>> Begin RECORDS
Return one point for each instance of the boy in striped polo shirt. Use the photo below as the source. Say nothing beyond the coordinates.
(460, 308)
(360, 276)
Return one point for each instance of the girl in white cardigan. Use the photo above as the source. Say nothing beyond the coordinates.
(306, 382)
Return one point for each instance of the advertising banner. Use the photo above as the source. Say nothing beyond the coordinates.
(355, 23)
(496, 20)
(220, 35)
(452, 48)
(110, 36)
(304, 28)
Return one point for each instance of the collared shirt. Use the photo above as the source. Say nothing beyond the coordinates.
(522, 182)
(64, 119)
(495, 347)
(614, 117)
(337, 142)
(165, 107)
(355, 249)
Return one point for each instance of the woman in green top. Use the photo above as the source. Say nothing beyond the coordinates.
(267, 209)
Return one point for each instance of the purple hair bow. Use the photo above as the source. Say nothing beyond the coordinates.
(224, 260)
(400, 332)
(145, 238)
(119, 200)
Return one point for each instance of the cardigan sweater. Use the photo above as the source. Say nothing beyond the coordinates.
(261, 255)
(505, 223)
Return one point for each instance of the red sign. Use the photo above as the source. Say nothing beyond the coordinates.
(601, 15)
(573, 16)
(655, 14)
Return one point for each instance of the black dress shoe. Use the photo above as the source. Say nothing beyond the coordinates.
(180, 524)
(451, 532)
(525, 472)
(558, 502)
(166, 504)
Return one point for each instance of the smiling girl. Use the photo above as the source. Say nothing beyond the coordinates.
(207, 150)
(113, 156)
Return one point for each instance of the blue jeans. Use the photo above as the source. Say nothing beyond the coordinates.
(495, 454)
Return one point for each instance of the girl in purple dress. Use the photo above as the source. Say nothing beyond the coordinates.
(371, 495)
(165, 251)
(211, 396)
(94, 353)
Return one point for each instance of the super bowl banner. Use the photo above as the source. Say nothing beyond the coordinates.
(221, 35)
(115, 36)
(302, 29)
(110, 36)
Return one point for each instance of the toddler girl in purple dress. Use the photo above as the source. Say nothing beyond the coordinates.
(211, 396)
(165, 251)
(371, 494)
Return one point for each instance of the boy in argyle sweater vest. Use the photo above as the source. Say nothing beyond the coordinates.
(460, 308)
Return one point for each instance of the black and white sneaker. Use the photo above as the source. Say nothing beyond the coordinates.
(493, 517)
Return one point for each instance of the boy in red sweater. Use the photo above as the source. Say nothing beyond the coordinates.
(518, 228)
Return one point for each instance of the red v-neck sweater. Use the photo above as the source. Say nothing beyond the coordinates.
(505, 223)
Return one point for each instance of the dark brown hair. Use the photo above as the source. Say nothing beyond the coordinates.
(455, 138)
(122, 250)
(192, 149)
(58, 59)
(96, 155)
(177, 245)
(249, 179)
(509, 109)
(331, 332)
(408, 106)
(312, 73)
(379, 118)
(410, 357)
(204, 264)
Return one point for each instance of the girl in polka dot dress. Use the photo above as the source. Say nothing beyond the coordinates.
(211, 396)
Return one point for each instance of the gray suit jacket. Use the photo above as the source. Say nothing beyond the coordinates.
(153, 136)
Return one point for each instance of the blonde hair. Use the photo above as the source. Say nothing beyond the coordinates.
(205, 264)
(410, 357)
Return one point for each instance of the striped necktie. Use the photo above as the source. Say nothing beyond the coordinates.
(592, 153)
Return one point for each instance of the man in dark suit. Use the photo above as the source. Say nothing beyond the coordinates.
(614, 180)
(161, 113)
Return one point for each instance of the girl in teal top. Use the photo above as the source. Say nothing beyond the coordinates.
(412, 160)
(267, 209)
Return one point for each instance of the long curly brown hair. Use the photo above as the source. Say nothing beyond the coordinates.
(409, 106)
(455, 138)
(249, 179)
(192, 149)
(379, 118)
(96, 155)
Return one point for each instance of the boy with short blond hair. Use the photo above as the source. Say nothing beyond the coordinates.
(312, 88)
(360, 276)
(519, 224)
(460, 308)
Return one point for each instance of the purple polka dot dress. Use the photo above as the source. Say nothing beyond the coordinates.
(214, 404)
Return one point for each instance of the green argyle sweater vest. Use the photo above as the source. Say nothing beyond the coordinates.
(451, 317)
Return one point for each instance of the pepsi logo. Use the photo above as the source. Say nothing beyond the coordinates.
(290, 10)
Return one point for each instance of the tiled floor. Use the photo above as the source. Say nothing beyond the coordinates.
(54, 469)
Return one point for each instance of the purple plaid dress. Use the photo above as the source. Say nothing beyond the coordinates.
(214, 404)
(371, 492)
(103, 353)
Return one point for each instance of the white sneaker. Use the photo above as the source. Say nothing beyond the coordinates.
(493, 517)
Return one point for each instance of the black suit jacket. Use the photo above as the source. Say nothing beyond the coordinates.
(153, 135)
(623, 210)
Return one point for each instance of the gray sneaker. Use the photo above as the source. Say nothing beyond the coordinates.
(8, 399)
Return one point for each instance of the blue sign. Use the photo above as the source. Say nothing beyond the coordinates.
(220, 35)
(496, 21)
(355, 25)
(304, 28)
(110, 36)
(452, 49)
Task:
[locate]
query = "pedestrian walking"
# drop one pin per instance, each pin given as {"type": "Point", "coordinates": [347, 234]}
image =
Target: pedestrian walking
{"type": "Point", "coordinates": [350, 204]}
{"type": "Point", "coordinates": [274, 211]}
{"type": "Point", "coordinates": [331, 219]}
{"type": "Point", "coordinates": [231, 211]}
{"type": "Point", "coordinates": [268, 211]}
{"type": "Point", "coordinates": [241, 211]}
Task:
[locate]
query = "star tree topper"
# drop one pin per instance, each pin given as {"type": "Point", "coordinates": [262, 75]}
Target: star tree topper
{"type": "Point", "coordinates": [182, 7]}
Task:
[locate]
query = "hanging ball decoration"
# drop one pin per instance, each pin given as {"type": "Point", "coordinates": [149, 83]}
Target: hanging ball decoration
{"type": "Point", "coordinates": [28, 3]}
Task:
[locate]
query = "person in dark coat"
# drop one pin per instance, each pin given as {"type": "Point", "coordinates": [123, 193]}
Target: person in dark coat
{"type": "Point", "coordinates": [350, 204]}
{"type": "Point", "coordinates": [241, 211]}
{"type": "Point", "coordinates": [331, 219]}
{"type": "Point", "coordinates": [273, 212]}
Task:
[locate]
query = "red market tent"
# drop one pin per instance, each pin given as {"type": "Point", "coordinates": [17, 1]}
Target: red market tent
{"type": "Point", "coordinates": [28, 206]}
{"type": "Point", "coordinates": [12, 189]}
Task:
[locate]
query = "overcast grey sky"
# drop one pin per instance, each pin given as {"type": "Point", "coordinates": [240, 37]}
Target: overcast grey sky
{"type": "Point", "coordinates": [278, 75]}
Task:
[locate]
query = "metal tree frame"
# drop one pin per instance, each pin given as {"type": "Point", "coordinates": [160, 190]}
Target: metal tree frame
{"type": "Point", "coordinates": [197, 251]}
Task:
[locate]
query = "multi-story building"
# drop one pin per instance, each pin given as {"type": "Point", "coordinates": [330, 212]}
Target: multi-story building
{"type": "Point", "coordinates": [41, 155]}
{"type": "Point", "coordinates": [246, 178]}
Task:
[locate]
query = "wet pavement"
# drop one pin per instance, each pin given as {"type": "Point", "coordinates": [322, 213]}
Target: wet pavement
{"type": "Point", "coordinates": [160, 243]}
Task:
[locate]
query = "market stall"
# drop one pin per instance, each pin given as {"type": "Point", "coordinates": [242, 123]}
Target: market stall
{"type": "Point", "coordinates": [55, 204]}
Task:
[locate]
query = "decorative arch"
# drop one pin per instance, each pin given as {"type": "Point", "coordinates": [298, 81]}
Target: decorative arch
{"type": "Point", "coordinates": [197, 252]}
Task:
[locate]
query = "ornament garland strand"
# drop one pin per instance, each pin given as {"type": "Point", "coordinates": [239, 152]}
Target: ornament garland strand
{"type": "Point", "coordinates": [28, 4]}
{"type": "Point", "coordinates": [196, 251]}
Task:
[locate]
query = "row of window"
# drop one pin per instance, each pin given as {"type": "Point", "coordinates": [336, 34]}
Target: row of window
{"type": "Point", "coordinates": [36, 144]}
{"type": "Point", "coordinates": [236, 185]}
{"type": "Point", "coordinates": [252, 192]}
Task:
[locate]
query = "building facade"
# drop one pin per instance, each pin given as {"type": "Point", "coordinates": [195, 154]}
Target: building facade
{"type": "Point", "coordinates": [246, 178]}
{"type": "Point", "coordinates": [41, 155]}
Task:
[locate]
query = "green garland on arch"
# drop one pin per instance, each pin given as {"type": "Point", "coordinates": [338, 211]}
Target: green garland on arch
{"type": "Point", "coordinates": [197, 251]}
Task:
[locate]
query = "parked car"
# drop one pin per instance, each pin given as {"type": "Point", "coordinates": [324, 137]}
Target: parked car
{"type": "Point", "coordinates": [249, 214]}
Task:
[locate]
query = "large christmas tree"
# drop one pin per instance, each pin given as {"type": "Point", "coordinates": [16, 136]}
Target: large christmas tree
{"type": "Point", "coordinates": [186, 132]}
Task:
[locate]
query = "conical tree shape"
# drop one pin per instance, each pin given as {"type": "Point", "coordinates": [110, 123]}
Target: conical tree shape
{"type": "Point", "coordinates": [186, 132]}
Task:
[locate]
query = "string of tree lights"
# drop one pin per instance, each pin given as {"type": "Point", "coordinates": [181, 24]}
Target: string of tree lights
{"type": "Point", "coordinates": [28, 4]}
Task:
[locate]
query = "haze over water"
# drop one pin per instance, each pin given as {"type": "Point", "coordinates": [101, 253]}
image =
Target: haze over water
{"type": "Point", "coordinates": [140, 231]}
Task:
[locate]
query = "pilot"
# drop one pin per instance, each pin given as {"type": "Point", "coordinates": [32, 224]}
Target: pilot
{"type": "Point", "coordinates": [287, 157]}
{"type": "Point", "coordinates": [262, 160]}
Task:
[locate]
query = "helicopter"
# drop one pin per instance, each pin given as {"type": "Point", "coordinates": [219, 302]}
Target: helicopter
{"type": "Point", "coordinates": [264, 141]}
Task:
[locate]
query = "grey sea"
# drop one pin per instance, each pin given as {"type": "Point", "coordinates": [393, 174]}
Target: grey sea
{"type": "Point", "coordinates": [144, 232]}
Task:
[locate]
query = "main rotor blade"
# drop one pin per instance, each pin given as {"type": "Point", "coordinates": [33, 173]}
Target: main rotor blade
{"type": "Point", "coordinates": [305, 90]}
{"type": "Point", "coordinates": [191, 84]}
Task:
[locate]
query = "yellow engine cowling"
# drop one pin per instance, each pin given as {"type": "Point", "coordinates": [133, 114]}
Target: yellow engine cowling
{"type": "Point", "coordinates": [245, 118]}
>> End RECORDS
◆ GIVEN INSTRUCTION: Select and copy every line of the records that contains the word "metal".

◆ RESULT:
query = "metal tree frame"
Target: metal tree frame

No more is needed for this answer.